◆ **Activity**:
Using the listing below, copy exactly the lines from the one containing "Could you please point out the evergreen" to the one containing "Could you please point out the power", both lines included, and no others.

◆ **Data extract**:
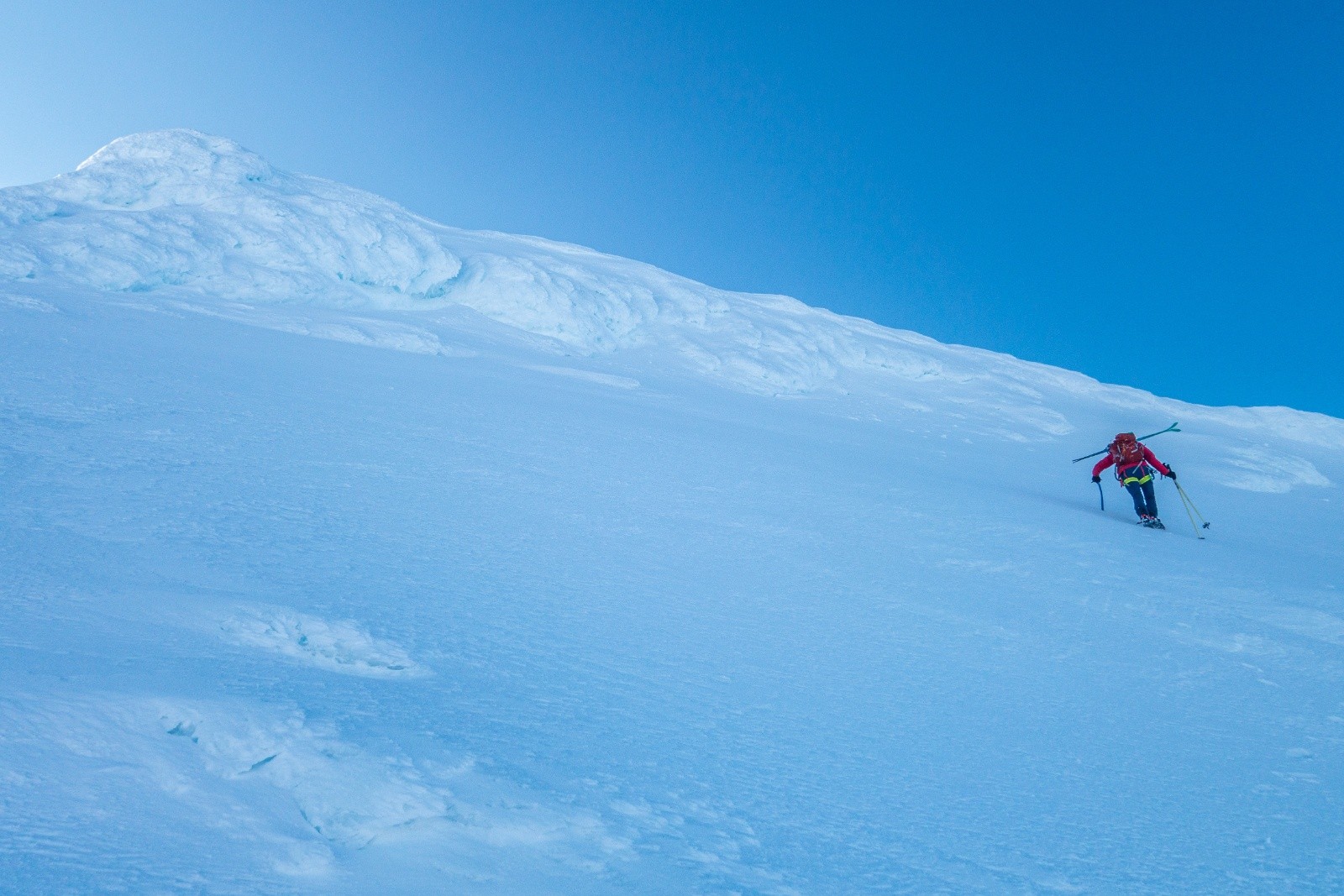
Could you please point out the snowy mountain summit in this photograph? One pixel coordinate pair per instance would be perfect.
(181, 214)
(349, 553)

...

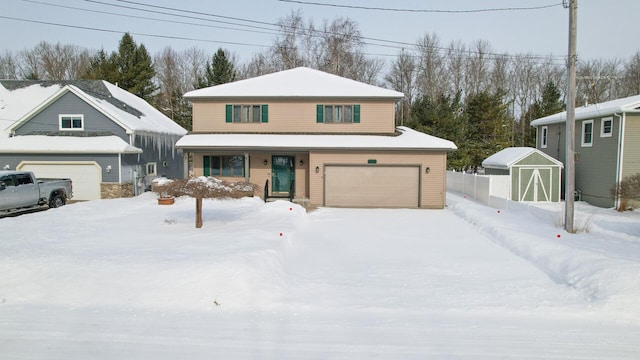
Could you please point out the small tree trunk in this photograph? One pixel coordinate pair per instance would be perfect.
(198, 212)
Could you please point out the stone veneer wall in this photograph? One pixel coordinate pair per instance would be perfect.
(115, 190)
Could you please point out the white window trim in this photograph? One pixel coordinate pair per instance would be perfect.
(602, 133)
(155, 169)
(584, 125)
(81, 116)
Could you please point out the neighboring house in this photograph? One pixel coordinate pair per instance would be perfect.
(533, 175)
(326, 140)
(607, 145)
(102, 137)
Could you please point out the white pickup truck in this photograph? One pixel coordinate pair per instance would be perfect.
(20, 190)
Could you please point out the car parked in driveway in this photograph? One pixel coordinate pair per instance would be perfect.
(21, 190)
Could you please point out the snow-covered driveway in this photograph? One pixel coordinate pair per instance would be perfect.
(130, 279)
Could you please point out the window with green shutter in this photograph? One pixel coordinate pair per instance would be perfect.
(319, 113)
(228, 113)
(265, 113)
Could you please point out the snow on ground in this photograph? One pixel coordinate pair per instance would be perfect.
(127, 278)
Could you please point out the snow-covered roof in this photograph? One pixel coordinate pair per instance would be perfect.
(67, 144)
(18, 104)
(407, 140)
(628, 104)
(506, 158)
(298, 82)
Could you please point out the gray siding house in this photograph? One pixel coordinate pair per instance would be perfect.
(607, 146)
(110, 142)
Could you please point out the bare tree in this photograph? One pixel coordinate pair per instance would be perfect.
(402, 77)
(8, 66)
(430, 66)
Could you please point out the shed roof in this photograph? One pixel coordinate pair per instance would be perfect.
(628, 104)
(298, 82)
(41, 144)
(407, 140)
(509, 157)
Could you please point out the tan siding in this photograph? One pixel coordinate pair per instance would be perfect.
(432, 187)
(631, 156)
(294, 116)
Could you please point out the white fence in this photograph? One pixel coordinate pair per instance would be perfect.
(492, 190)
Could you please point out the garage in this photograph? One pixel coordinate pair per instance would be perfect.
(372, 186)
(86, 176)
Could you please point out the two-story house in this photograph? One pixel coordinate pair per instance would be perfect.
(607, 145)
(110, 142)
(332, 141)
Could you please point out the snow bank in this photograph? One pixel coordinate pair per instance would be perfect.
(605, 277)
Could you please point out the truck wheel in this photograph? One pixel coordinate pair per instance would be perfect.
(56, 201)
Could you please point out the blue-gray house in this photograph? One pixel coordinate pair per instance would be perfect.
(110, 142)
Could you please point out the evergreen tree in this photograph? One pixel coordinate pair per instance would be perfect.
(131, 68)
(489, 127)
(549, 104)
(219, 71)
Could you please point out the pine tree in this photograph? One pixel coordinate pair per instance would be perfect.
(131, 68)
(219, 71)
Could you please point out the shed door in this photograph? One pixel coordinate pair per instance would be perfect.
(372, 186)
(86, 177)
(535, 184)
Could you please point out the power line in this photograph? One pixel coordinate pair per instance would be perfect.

==

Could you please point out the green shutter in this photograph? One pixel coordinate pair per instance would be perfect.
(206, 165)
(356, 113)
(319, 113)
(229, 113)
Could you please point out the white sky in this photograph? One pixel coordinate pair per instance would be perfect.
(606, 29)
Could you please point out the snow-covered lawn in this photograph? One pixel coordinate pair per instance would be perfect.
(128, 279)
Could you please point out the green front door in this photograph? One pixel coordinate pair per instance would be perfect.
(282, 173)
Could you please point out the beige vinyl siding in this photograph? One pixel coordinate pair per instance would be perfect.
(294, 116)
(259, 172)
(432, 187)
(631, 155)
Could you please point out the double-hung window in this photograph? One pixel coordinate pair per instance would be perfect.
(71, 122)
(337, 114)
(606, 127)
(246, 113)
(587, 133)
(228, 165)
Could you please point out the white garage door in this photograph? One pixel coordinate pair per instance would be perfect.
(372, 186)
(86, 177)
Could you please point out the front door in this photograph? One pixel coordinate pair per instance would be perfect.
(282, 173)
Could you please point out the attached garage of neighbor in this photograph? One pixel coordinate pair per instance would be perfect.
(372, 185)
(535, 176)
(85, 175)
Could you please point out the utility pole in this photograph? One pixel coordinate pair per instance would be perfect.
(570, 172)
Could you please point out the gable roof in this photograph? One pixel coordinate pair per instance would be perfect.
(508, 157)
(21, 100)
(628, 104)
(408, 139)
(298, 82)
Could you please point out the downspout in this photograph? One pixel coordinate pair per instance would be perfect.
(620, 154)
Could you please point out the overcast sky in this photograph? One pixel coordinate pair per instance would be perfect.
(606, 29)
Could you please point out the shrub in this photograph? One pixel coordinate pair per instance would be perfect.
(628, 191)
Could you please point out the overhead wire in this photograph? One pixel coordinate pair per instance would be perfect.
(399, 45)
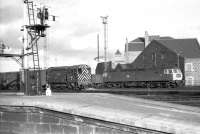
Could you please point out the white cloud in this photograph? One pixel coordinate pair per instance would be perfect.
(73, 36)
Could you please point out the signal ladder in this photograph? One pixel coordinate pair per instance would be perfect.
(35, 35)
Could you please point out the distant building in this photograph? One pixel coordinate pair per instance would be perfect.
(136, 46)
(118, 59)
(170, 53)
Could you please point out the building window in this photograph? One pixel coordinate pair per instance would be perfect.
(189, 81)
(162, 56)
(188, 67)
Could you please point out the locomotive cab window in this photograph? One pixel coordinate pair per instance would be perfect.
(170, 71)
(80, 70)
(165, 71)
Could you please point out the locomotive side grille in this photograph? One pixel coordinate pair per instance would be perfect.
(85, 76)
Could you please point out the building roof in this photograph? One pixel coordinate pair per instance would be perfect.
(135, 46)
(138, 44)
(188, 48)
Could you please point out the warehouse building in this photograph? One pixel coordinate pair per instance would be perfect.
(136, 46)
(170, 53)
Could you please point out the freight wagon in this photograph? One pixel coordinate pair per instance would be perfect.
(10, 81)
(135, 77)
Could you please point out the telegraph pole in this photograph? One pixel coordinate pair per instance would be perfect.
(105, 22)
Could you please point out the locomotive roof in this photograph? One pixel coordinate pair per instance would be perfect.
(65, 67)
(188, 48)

◆ **Result of this task**:
Could you please point out the evergreen tree in this photograph? One pixel coordinate pair per instance would be perfect.
(131, 68)
(489, 127)
(549, 104)
(219, 71)
Could you please point out the pine tree in this photograph? One pixel coordinate pair per instance would be perfect.
(131, 68)
(219, 71)
Could you please point out the shed door in this photograph? One pixel coordinate pair per instance would be perfect.
(372, 186)
(86, 177)
(535, 184)
Could you please point out the power line in this photograph? One pixel coordinate pair per instance would be perfect.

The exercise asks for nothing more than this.